TASK GOAL: Convert the items below, from their start through the line containing "left=313, top=15, right=320, bottom=146", into a Markdown table with the columns Row and Line. Skip blank lines and leave the pictures out.

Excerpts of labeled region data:

** START **

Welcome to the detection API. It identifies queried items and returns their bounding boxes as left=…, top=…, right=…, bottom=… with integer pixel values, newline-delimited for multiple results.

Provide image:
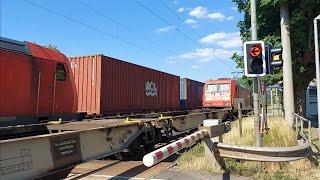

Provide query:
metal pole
left=250, top=0, right=262, bottom=147
left=280, top=0, right=295, bottom=125
left=238, top=103, right=242, bottom=137
left=270, top=89, right=274, bottom=117
left=313, top=15, right=320, bottom=146
left=276, top=88, right=280, bottom=116
left=250, top=0, right=262, bottom=171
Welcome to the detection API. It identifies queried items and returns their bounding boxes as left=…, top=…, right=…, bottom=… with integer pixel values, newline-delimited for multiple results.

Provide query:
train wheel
left=114, top=152, right=128, bottom=161
left=143, top=143, right=156, bottom=151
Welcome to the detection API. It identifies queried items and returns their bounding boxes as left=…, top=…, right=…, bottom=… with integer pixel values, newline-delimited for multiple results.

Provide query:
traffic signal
left=243, top=41, right=267, bottom=77
left=265, top=44, right=283, bottom=74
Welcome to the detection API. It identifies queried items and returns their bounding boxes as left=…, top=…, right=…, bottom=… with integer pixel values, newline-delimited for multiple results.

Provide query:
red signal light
left=250, top=44, right=262, bottom=57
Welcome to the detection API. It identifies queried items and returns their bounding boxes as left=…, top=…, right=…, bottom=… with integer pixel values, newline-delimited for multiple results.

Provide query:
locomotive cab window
left=56, top=63, right=67, bottom=81
left=219, top=84, right=230, bottom=92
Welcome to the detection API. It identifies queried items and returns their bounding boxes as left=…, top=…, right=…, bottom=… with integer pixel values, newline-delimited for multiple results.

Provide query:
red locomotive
left=0, top=38, right=77, bottom=127
left=202, top=79, right=252, bottom=110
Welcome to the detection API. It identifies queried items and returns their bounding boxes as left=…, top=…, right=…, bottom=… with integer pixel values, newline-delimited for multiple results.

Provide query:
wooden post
left=238, top=103, right=242, bottom=137
left=203, top=119, right=225, bottom=169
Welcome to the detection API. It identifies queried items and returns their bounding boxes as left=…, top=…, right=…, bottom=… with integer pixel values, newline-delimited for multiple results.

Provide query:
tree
left=232, top=0, right=320, bottom=115
left=44, top=44, right=60, bottom=52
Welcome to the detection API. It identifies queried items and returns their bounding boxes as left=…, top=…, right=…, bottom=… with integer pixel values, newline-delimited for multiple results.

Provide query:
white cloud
left=178, top=7, right=186, bottom=12
left=199, top=32, right=242, bottom=48
left=184, top=19, right=197, bottom=25
left=179, top=48, right=239, bottom=62
left=226, top=16, right=234, bottom=21
left=156, top=26, right=174, bottom=32
left=208, top=12, right=226, bottom=19
left=189, top=6, right=208, bottom=18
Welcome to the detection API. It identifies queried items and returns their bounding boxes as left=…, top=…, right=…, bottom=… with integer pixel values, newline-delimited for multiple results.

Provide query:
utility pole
left=280, top=0, right=294, bottom=126
left=250, top=0, right=262, bottom=149
left=313, top=14, right=320, bottom=145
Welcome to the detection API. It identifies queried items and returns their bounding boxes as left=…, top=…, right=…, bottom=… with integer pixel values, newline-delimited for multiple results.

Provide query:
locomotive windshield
left=206, top=83, right=230, bottom=92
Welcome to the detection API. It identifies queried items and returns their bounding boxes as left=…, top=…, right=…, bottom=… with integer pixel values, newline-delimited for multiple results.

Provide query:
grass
left=177, top=117, right=320, bottom=180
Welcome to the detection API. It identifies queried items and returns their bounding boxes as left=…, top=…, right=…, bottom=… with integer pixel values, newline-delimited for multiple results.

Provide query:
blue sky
left=0, top=0, right=243, bottom=81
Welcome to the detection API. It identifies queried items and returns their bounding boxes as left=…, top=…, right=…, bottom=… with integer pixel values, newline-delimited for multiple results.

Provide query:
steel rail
left=215, top=141, right=310, bottom=162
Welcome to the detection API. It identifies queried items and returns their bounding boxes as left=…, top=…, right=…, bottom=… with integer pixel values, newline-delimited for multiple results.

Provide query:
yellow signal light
left=273, top=54, right=281, bottom=61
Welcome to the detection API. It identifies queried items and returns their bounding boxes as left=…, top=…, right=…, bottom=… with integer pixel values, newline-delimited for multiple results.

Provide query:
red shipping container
left=69, top=55, right=180, bottom=115
left=180, top=78, right=204, bottom=109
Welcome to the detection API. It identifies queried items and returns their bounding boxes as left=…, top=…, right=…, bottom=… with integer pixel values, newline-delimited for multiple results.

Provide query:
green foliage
left=44, top=44, right=60, bottom=52
left=232, top=0, right=320, bottom=114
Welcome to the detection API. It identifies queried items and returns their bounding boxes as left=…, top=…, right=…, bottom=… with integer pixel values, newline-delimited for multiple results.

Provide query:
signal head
left=243, top=41, right=266, bottom=77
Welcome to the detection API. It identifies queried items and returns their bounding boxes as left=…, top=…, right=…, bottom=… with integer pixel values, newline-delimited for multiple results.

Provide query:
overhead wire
left=24, top=0, right=211, bottom=76
left=74, top=0, right=205, bottom=70
left=160, top=0, right=236, bottom=69
left=136, top=0, right=236, bottom=73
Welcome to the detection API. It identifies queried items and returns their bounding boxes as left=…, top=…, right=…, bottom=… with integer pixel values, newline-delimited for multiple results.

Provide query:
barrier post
left=203, top=119, right=225, bottom=169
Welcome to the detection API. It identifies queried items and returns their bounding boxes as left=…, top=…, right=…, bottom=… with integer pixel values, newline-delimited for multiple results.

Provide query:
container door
left=53, top=63, right=73, bottom=114
left=37, top=60, right=55, bottom=120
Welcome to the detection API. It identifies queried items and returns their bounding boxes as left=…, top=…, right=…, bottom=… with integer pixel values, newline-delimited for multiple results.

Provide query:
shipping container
left=180, top=78, right=204, bottom=110
left=69, top=54, right=180, bottom=115
left=203, top=78, right=252, bottom=110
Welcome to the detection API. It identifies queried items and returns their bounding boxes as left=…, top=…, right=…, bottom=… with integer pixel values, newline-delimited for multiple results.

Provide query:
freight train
left=202, top=78, right=252, bottom=110
left=0, top=38, right=203, bottom=127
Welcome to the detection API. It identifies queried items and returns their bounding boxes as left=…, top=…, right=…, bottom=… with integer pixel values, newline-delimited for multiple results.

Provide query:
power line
left=24, top=0, right=212, bottom=76
left=74, top=0, right=204, bottom=69
left=160, top=0, right=236, bottom=69
left=136, top=0, right=236, bottom=70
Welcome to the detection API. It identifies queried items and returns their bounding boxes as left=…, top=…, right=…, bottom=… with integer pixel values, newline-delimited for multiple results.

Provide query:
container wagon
left=203, top=79, right=252, bottom=110
left=0, top=37, right=77, bottom=127
left=180, top=78, right=204, bottom=110
left=69, top=54, right=180, bottom=116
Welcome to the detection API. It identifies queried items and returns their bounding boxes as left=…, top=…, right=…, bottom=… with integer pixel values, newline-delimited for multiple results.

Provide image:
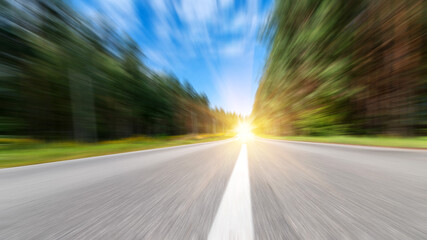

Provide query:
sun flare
left=236, top=122, right=254, bottom=142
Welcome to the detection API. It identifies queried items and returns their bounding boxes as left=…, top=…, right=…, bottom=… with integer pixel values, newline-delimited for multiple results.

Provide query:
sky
left=71, top=0, right=273, bottom=115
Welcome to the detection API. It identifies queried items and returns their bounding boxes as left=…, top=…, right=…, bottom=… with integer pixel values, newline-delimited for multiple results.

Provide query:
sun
left=236, top=122, right=254, bottom=142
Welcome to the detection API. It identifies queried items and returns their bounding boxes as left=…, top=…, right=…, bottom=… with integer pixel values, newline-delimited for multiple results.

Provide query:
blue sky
left=72, top=0, right=273, bottom=115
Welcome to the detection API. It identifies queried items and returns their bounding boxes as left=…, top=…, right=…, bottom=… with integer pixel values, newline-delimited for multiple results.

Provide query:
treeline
left=252, top=0, right=427, bottom=135
left=0, top=0, right=238, bottom=141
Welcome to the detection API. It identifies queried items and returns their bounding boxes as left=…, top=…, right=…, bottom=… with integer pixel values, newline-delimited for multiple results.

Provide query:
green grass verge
left=261, top=135, right=427, bottom=149
left=0, top=134, right=233, bottom=168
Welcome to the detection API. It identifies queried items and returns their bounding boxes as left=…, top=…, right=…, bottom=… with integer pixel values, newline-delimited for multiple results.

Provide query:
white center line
left=208, top=144, right=254, bottom=240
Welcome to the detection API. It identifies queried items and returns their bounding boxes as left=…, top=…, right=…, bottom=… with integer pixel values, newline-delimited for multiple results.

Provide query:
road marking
left=208, top=144, right=254, bottom=240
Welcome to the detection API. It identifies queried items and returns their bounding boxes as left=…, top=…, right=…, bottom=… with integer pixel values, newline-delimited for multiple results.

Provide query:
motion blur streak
left=0, top=138, right=427, bottom=240
left=0, top=0, right=238, bottom=142
left=208, top=144, right=254, bottom=240
left=252, top=0, right=427, bottom=136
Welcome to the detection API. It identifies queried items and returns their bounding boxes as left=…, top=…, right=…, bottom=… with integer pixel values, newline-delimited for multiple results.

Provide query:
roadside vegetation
left=0, top=0, right=238, bottom=142
left=252, top=0, right=427, bottom=137
left=0, top=133, right=234, bottom=168
left=260, top=135, right=427, bottom=149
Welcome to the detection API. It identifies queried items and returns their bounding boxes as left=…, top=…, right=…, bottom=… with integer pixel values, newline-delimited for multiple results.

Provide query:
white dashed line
left=208, top=144, right=254, bottom=240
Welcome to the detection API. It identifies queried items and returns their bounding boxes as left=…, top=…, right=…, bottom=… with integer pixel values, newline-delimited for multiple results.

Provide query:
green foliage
left=0, top=0, right=241, bottom=141
left=252, top=0, right=427, bottom=135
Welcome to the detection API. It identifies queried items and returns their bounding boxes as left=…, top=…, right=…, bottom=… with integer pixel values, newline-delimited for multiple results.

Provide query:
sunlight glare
left=237, top=123, right=254, bottom=142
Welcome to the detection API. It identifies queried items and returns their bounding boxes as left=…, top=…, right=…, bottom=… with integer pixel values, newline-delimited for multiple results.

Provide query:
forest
left=252, top=0, right=427, bottom=136
left=0, top=0, right=239, bottom=142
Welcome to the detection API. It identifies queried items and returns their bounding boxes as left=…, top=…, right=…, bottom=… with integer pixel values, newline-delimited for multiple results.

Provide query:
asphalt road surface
left=0, top=138, right=427, bottom=240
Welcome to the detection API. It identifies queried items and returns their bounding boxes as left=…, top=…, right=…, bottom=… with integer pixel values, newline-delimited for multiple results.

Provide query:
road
left=0, top=138, right=427, bottom=240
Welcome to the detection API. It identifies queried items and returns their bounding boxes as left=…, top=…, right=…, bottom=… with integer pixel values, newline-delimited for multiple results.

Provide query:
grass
left=0, top=134, right=233, bottom=168
left=262, top=135, right=427, bottom=149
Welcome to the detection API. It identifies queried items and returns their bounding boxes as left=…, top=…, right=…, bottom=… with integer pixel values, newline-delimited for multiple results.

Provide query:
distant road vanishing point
left=0, top=138, right=427, bottom=240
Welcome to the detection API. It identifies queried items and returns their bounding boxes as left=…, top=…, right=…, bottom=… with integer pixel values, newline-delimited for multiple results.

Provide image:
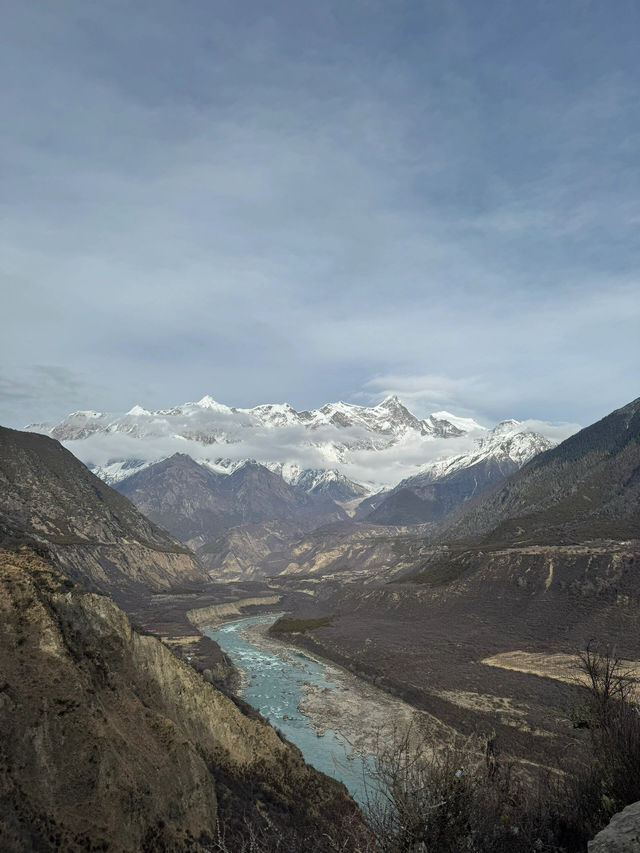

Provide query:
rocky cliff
left=0, top=427, right=207, bottom=593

** END **

EXERCISE ANSWER:
| Row | Line |
|---|---|
| 1 | Welcome to the detection API. It identifies queried items and returns their bounding boxes as left=…, top=…, right=…, bottom=… with integer pixel values, newline-delimited for multiple results. |
| 2 | Provide image: |
| 3 | Provide query: |
| 4 | metal pole |
| 5 | left=250, top=0, right=262, bottom=147 |
| 6 | left=280, top=0, right=295, bottom=125 |
| 7 | left=238, top=103, right=242, bottom=137 |
| 8 | left=270, top=89, right=274, bottom=117 |
| 9 | left=313, top=15, right=320, bottom=146 |